● **Exercise details**: Return each entry exactly, omitting nothing.

— BEGIN Rows —

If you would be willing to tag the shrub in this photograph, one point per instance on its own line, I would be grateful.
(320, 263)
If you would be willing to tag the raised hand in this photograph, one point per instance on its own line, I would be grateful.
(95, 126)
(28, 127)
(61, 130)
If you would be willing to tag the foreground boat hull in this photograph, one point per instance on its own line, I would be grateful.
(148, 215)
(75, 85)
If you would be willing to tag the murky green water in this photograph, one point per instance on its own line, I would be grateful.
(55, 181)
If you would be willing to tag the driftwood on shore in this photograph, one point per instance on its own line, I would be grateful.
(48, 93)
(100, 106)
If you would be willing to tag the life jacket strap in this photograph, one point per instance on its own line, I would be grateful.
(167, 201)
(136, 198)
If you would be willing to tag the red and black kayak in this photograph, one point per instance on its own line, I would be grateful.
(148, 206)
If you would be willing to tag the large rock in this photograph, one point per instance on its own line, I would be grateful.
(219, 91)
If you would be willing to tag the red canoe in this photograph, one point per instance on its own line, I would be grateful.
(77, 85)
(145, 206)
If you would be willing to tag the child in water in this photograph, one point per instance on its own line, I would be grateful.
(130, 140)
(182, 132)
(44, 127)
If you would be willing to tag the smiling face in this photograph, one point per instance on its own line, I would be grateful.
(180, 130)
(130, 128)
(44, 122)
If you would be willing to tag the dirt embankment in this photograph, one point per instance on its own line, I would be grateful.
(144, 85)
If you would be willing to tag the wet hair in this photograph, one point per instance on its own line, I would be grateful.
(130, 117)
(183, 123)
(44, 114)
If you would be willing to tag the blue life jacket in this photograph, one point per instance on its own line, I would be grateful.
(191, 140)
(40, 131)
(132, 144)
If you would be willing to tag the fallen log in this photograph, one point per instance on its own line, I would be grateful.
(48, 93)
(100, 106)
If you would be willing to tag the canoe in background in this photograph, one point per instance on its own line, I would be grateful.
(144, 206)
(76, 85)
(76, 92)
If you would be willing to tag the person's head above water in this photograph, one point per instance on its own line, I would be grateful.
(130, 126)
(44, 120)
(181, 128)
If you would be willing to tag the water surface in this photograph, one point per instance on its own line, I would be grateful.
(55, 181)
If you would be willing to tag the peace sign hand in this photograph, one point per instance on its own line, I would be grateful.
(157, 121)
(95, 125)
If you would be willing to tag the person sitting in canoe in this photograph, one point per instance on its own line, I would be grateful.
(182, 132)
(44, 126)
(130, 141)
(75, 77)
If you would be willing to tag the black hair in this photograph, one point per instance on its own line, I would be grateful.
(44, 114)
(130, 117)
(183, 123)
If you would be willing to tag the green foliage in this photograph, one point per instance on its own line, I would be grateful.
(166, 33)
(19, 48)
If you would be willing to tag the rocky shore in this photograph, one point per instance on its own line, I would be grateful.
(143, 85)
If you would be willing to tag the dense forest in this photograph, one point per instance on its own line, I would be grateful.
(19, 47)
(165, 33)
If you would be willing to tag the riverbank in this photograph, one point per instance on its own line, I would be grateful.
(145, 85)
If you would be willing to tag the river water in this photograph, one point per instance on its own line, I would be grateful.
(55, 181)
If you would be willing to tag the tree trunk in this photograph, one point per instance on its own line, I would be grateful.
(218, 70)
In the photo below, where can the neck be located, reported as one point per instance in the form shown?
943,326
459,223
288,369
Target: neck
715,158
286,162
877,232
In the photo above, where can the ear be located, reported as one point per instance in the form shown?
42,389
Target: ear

— END Rows —

● **Exercise result**:
If you would be willing to tag the shrub in this photograph, one point per instance on its own line, I would be grateful.
(320, 263)
If you would be willing to tag the raised hand in this photograph, one point per instance on its own line, I would be grateful.
(95, 126)
(28, 127)
(61, 130)
If you would be willing to tag the foreground boat hull in this photograph, one point per instance on its own line, I would be grateful.
(148, 215)
(75, 85)
If you would be willing to tag the murky green water in this photograph, one point per instance on its own line, I would be grateful.
(55, 181)
If you would be willing to tag the driftwood on shore in this photograph, one point per instance on its own line, I would be grateful.
(48, 93)
(100, 106)
If you would be willing to tag the life jacket strap in this photograph, one point per instance on its own line, I would be grateful.
(167, 201)
(136, 198)
If you would be willing to tag the red and black kayak in this photograph, one point per instance on its own line, I would be grateful.
(148, 206)
If you would be willing to tag the large rock in this photograph, one point per instance on its own line, I would be grateful.
(219, 91)
If you would be willing to tag the red canoe in this photograph, one point per instance on its own line, I would be grateful.
(77, 85)
(145, 206)
If you would be willing to tag the child in water in this photograph, one point per instance on its own line, I would be grateful.
(130, 140)
(182, 132)
(44, 127)
If you would be willing to tag the smiling face in this photograph, one point per instance on its own line, I would be grateful.
(180, 130)
(130, 128)
(44, 122)
If you would be willing to tag the dirt embankment in this photograph, one point per instance on its own line, I would be grateful.
(144, 85)
If you would be willing to tag the wet hair in this photograph, one point per instance on its own line, I would be grateful.
(130, 117)
(183, 123)
(44, 114)
If you would be willing to tag the blue life jacket in this photograph, one point per instance on its own line, I would be grateful.
(191, 140)
(40, 131)
(132, 144)
If you would be willing to tag the fallen log in this photograph, one point per instance on its own line, I would be grateful.
(48, 93)
(100, 106)
If you would be willing to tag the canoe in background in this photograph, one point per instance on its own line, I would be grateful.
(144, 206)
(76, 85)
(76, 92)
If you would be willing to tag the person's head above water in this photograph, one point per instance on its own line, I would be grateful.
(130, 126)
(44, 120)
(181, 128)
If you would be willing to tag the water surface in this photograph, one point per instance on its own line, I would be grateful.
(55, 181)
If you would be willing to tag the peace sign hand in this photograph, one point per instance on its own line, I would be grateful.
(157, 121)
(95, 125)
If you would be willing to tag the person sitting in canoe in this photograph, one point per instance on its own line, I would be grateful.
(182, 132)
(44, 126)
(130, 141)
(75, 77)
If you would be willing to tag the black hair in this photograph, one point per instance on its own line, I would be grateful.
(44, 114)
(130, 117)
(183, 123)
If you would be willing to tag the green foliage in this photograph, one point per instance on its own line, I would be grateful.
(166, 33)
(19, 48)
If you would be willing to tag the rocky shore in this photograph, one point per instance on its own line, I would be grateful.
(143, 85)
If you would be willing to tag the dense forest in this photograph, one point per instance on its own line, I would be grateful.
(19, 47)
(165, 33)
If you would be willing to tag the riverbank in this photograph, one point per instance on its own line, I would be grateful.
(145, 85)
If you would be willing to tag the river water in this photograph, one point per instance on its own line, I would be grateful.
(55, 181)
If you would be willing to tag the tree trunk in this photograph, one point per instance on its own line, I would be grateful.
(218, 70)
In the photo below, where can the neck be located, reported as one point per instance in the form shown?
943,326
459,223
288,369
Target: neck
715,158
286,162
877,232
In the photo above, where can the ear be located, reported as one point per instance in the form shown?
42,389
Target: ear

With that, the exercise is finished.